---------- Material provided
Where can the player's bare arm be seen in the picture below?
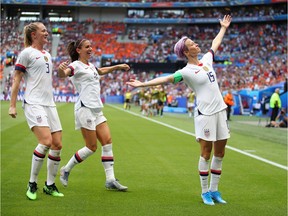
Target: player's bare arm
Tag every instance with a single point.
(225, 22)
(106, 70)
(14, 92)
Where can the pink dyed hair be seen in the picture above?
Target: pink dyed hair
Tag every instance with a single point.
(180, 47)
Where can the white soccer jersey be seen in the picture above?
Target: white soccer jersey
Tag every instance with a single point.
(37, 68)
(87, 83)
(202, 79)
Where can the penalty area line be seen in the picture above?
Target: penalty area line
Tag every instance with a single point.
(192, 134)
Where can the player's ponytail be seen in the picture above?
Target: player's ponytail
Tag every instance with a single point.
(72, 49)
(28, 29)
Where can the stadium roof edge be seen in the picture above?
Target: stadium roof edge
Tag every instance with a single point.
(140, 5)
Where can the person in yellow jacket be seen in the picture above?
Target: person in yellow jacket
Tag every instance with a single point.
(275, 104)
(228, 99)
(128, 96)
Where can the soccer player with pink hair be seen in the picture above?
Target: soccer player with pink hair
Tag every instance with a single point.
(210, 117)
--------------------
What you are asked to do -> Could you lay out the material above as a Markdown table with two columns, Row and Line, where Row numbers each line in order and Line holds its text? Leave out blank lines and the pictures.

Task answer ->
| Row | Line |
|---|---|
| 1 | Where can the player's bare arm be seen in the picture below? |
| 2 | Target: player's bare arm |
| 3 | Tag every instance with a single point. |
| 4 | (225, 22) |
| 5 | (106, 70) |
| 6 | (14, 92) |
| 7 | Where can the pink dyed hair be seen in the picture above? |
| 8 | Target: pink dyed hair |
| 9 | Tag every instance with a single point. |
| 10 | (180, 47) |
| 11 | Where can the white soccer jersey be seen in the picture above? |
| 12 | Target: white soccer jersey |
| 13 | Tag every instance with a single point. |
| 14 | (37, 68) |
| 15 | (87, 83) |
| 16 | (202, 79) |
| 17 | Where can the penalty area line be seen in the picture above? |
| 18 | Target: penalty area line |
| 19 | Tag every instance with a single point. |
| 20 | (192, 134) |
| 21 | Where can the player's ponytail be seen in the picture above? |
| 22 | Target: player's ponytail |
| 23 | Tag every instance with a single point. |
| 24 | (72, 49) |
| 25 | (28, 29) |
| 26 | Where can the stadium roof edge be seen in the picture above? |
| 27 | Target: stadium roof edge |
| 28 | Tag every instance with a single point. |
| 29 | (140, 5) |
| 30 | Where can the person in yellow jacket be seen in the picture above? |
| 31 | Target: person in yellow jacket |
| 32 | Tag every instance with a single point. |
| 33 | (275, 104) |
| 34 | (228, 99) |
| 35 | (128, 96) |
| 36 | Where can the soccer player with pink hair be seen in the picture above? |
| 37 | Target: soccer player with pink hair |
| 38 | Tag every instance with a single point. |
| 39 | (210, 117) |